Work instructions » Reproduce verbatim every line from the one that includes "the blue jacket" to the closing line of the entries; omit everything before it.

Dataset records about object locations
^^^^

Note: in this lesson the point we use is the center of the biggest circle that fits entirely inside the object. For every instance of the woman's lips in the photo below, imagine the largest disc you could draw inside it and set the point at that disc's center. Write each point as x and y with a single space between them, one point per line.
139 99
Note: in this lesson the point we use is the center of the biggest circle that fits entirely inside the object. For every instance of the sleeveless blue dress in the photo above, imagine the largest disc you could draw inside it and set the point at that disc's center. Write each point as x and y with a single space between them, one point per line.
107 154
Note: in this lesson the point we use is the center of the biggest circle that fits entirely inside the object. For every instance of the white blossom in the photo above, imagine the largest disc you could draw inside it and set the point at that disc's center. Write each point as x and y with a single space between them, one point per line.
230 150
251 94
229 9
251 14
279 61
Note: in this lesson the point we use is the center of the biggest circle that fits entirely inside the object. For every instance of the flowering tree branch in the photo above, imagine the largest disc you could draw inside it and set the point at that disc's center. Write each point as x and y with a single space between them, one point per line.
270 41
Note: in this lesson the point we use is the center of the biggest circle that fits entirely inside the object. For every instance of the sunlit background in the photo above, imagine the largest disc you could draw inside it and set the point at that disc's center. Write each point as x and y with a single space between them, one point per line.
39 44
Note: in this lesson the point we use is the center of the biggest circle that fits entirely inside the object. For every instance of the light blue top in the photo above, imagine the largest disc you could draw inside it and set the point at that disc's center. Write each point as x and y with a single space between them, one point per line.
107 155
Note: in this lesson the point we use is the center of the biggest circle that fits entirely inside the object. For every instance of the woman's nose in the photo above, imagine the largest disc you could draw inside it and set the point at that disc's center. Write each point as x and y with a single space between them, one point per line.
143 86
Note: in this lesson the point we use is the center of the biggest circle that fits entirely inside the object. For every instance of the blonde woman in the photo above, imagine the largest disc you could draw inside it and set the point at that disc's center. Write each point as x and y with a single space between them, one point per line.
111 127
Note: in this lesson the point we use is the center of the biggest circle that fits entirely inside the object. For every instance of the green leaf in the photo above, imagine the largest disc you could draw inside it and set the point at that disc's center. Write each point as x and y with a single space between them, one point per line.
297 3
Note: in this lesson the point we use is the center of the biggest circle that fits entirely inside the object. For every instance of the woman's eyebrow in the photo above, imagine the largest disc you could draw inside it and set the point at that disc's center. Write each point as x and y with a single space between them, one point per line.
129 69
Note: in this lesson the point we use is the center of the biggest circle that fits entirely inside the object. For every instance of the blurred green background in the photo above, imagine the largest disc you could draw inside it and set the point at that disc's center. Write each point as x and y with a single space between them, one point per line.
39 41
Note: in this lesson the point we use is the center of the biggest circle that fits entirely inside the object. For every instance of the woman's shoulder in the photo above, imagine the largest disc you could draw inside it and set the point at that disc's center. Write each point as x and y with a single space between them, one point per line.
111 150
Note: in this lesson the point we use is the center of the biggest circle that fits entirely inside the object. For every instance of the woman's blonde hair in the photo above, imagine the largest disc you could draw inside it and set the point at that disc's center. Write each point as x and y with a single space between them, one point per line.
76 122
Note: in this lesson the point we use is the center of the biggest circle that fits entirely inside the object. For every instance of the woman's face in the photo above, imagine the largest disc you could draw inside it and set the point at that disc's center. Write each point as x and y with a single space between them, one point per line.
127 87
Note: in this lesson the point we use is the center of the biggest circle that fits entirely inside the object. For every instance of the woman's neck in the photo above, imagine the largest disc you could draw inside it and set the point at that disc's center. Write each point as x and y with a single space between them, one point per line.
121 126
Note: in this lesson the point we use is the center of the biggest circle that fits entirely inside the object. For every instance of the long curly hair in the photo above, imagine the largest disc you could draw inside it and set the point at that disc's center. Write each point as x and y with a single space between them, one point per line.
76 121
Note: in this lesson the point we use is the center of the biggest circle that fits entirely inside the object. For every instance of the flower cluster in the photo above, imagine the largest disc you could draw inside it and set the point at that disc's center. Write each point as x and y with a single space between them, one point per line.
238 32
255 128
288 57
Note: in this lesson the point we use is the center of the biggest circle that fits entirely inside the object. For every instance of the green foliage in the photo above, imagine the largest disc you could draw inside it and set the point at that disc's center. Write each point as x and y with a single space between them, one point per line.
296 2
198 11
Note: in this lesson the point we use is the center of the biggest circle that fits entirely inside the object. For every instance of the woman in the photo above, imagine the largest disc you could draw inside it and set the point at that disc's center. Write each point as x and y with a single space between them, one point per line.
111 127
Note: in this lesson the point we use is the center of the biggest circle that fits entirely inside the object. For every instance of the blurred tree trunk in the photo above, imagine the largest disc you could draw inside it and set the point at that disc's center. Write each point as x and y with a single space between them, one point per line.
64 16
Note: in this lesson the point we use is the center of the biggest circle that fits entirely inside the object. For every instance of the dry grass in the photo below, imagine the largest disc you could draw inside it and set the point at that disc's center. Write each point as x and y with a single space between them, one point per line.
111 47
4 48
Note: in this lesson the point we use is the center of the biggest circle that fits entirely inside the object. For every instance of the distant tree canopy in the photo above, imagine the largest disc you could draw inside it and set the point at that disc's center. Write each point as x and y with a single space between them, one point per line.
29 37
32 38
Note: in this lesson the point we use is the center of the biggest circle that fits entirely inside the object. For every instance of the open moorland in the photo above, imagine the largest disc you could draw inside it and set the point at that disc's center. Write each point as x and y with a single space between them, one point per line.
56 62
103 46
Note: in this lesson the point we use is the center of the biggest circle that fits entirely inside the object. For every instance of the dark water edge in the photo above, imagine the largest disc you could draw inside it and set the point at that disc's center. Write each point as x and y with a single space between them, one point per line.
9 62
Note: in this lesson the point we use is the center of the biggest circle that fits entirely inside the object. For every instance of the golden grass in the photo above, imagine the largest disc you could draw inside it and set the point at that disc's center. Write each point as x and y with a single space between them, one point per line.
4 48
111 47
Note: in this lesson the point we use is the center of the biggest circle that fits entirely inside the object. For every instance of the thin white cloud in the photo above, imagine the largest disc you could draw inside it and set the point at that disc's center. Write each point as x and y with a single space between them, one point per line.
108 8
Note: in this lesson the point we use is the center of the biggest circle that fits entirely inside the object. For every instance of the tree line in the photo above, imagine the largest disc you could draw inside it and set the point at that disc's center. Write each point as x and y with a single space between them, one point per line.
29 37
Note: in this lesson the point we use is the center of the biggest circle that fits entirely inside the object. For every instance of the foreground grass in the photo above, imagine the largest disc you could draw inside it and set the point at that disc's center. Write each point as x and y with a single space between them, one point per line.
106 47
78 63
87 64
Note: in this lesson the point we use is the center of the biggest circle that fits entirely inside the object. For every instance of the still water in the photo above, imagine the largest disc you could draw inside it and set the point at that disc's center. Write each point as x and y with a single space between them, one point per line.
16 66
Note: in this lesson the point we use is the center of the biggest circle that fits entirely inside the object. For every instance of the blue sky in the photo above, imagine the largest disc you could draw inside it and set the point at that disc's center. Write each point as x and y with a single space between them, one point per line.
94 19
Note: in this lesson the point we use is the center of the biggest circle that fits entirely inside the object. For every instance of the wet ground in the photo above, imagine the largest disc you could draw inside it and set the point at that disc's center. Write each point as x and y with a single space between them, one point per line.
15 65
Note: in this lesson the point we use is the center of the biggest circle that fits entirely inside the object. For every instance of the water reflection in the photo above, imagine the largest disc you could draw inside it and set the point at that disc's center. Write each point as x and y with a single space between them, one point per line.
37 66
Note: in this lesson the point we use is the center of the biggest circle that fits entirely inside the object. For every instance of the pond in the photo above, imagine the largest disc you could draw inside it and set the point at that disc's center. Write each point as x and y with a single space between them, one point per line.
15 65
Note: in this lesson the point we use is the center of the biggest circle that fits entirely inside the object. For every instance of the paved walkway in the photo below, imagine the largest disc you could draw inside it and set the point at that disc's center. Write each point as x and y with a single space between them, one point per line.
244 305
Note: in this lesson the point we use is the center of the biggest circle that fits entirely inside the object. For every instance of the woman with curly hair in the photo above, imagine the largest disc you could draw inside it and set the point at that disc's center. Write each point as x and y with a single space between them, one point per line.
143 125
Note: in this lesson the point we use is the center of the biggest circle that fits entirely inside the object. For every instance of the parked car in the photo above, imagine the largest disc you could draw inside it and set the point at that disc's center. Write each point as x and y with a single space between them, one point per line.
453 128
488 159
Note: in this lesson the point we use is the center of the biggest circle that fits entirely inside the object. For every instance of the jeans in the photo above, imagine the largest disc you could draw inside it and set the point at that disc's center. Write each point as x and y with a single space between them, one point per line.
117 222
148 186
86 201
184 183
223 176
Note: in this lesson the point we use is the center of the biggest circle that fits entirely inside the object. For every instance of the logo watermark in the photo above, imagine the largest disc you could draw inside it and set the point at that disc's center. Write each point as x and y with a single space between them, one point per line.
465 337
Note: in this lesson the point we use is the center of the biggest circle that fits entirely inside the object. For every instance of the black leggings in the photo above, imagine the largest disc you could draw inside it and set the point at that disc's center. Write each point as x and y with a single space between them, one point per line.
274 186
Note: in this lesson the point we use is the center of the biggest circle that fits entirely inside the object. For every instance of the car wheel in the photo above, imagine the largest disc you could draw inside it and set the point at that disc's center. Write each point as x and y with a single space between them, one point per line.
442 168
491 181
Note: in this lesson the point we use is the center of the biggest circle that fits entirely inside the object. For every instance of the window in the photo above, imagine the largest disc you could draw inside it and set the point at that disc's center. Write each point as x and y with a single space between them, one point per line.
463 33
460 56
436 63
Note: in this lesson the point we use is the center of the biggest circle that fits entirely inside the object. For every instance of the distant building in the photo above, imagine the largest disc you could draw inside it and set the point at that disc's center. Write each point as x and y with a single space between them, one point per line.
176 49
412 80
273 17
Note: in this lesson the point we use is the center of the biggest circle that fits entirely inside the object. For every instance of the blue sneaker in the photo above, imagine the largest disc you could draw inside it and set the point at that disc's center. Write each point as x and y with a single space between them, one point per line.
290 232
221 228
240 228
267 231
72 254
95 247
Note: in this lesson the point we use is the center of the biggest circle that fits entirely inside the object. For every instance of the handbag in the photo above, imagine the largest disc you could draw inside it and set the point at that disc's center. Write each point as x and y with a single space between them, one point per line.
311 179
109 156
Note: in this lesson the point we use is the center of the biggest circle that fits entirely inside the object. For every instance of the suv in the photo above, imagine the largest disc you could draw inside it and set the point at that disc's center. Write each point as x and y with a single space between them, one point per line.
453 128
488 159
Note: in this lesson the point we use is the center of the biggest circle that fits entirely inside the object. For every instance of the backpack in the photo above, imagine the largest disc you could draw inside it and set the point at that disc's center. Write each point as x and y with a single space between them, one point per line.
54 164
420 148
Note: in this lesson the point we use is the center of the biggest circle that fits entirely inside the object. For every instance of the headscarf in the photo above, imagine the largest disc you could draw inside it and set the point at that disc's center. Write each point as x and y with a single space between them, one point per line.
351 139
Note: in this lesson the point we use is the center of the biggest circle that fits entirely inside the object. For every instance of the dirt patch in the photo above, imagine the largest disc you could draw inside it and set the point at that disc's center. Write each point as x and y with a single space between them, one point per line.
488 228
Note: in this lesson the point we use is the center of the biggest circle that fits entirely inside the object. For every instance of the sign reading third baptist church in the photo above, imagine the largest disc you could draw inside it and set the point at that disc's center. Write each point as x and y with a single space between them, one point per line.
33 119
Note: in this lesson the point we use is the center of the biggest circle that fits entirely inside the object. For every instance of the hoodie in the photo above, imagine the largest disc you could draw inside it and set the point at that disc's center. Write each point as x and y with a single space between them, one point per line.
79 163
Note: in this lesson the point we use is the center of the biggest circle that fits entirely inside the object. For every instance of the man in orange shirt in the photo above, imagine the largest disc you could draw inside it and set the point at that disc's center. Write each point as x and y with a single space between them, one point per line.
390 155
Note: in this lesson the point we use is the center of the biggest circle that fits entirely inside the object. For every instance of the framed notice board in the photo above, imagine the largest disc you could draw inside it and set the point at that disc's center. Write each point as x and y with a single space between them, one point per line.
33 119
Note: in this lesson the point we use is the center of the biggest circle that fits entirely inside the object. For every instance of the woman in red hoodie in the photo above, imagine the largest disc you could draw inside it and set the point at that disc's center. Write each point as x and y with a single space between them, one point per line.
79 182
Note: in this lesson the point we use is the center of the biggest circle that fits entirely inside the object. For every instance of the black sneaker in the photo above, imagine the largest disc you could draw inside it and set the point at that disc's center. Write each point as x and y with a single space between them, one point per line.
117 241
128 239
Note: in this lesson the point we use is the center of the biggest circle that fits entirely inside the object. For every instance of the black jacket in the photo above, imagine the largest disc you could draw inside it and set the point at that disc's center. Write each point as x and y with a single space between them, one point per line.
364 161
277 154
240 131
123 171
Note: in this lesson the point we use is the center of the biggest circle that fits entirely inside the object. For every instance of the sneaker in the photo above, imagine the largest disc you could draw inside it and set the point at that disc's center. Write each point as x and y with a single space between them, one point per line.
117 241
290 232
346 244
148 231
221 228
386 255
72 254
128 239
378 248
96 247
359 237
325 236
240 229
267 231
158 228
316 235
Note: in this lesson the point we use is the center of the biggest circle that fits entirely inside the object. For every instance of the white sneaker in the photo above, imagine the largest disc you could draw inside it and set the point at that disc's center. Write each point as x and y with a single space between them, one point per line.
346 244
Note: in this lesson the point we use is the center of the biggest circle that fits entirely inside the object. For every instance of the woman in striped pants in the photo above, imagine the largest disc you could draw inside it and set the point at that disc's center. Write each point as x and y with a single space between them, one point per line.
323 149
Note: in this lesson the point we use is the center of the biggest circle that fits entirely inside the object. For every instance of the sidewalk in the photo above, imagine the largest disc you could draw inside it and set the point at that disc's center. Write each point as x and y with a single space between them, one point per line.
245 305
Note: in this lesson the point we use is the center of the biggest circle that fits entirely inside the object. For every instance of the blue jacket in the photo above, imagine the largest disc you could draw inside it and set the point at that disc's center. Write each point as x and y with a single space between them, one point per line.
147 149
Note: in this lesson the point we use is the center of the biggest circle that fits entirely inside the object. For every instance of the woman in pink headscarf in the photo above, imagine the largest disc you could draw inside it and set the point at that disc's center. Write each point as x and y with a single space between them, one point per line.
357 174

^^^^

Response below »
Note: in this lesson the point we use is the center of the biggest circle that fits entirely inside the object. For every instance of the blue jacket in the photo above, imagine the largest disc you could draw inside it and set the point at that disc's center. Write each point as x and y with a single space between them, one point per line.
147 149
Note: in this lesson the point we use is the center of the biggest circle that fits entirely inside the object. For every instance of the woman in pink headscarf in the photo above, imagine the largest disc you could draw inside it and set the point at that disc's center. Write each point as x and y with a single space between them, one point per line.
357 174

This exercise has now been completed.